(Region pointing data)
====

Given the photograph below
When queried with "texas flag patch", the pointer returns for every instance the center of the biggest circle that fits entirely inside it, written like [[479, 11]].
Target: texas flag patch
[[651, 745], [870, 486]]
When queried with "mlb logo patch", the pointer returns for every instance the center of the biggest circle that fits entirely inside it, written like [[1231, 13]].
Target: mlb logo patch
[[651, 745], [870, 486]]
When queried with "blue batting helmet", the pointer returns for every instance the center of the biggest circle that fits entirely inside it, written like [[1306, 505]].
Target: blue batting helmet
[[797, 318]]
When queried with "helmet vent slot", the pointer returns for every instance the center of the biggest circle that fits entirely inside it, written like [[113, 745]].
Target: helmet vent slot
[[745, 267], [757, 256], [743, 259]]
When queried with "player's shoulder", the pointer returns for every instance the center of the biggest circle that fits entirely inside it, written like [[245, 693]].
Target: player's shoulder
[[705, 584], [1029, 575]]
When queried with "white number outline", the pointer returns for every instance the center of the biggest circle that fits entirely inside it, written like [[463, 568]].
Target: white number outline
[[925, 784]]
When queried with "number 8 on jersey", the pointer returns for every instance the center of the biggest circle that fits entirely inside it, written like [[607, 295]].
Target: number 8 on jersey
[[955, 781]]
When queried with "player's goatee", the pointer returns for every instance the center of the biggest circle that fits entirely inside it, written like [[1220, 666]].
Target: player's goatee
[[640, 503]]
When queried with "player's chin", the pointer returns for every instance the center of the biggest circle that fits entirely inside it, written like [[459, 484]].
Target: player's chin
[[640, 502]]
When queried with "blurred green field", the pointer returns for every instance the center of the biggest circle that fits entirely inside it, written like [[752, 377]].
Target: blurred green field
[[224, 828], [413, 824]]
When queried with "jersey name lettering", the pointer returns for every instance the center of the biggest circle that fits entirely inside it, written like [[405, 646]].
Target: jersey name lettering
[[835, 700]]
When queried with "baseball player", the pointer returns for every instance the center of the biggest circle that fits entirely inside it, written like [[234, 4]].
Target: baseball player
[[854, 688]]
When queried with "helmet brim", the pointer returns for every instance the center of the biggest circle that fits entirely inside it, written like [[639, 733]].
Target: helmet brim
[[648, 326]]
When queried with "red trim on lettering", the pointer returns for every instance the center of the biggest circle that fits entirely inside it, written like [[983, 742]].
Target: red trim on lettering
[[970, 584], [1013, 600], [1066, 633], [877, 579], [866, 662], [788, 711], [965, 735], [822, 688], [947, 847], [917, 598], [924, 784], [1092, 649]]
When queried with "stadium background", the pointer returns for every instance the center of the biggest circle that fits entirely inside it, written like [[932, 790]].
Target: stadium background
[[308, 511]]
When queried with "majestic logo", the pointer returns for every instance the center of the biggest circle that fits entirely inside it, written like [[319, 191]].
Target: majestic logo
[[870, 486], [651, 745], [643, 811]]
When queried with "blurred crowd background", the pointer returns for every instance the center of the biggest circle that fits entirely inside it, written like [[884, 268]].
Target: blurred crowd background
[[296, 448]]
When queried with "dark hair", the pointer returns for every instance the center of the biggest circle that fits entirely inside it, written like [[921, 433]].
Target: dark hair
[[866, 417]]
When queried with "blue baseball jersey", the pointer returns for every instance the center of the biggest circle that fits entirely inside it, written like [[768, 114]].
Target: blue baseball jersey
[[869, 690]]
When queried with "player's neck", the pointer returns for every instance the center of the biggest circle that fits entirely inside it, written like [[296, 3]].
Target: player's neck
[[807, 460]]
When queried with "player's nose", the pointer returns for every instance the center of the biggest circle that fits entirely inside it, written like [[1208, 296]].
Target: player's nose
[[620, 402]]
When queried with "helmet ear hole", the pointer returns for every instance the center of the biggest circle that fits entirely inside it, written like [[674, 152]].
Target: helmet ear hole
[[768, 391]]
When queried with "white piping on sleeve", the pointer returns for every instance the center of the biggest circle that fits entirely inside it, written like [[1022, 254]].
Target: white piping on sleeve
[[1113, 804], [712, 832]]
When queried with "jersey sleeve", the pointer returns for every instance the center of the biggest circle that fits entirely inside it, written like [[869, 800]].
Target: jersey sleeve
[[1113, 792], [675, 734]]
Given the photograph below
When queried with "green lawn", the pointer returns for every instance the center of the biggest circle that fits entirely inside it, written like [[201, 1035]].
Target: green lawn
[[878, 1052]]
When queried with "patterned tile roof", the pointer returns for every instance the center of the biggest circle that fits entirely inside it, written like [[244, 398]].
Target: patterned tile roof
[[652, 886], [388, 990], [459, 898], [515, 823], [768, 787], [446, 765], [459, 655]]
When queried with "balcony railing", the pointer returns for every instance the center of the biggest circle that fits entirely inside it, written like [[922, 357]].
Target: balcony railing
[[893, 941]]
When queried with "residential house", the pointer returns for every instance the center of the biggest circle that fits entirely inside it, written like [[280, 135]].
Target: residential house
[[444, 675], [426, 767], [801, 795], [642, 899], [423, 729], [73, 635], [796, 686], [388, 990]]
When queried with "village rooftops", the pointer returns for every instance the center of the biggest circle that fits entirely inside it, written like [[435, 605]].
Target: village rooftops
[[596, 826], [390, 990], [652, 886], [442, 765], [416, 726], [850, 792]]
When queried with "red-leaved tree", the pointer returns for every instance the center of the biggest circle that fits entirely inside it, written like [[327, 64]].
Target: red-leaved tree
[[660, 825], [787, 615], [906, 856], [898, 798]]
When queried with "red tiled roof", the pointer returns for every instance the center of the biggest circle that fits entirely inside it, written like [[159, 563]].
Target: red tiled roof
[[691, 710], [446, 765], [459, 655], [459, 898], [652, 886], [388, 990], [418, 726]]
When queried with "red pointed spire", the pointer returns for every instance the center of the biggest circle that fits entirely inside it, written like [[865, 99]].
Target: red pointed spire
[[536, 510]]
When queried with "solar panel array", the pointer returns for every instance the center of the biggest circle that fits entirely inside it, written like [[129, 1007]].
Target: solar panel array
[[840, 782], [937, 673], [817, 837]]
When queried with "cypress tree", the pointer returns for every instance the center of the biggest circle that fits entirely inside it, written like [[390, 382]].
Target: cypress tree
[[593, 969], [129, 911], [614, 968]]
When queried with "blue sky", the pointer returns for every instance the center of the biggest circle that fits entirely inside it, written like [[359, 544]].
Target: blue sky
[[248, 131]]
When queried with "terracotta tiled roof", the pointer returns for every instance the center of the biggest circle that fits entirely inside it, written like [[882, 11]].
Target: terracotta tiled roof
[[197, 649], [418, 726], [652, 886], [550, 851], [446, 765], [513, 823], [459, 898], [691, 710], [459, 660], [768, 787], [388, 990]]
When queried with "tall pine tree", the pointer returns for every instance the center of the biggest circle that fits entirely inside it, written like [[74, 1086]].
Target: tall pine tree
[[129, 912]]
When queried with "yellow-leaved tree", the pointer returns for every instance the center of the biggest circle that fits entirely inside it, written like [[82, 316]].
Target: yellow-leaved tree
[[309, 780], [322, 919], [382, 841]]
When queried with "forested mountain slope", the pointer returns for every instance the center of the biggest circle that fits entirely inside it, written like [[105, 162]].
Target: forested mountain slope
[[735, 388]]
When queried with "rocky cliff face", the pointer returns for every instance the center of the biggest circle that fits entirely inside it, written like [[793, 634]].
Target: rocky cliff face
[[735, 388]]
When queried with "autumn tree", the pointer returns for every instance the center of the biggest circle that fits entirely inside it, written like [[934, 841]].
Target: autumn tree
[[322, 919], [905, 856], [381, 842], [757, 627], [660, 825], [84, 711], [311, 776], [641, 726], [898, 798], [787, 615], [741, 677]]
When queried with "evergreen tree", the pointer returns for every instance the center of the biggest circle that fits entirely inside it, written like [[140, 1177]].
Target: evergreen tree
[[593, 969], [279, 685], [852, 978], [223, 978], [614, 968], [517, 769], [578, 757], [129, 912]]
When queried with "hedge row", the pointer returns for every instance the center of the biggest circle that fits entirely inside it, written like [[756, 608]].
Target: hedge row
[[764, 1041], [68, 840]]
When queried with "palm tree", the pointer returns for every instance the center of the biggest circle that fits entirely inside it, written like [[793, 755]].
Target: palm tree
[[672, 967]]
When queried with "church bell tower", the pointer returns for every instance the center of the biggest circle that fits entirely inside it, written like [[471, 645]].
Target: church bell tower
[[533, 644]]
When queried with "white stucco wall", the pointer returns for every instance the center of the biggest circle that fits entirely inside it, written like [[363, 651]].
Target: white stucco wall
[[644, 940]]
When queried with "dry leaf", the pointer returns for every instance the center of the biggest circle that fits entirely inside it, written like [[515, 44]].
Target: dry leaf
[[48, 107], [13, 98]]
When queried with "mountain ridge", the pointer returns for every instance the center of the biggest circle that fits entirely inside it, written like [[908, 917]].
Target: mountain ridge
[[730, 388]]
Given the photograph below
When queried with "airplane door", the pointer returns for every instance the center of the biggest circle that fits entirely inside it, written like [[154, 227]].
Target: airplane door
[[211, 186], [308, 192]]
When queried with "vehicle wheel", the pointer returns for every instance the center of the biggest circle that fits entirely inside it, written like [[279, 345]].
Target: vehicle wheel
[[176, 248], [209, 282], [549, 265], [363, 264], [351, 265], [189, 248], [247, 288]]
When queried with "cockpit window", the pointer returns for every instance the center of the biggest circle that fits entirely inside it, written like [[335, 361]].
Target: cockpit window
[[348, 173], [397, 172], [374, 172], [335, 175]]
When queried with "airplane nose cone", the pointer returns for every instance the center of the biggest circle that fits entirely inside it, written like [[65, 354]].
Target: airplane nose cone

====

== Instructions to follow ==
What the answer needs is every line from the data above with "cone" in it.

== Result of the task ==
When queried with "airplane nose cone", the pointer returns for every instance the center of the biggest circle that fits entirely inside it, written like [[65, 354]].
Target: airplane nose cone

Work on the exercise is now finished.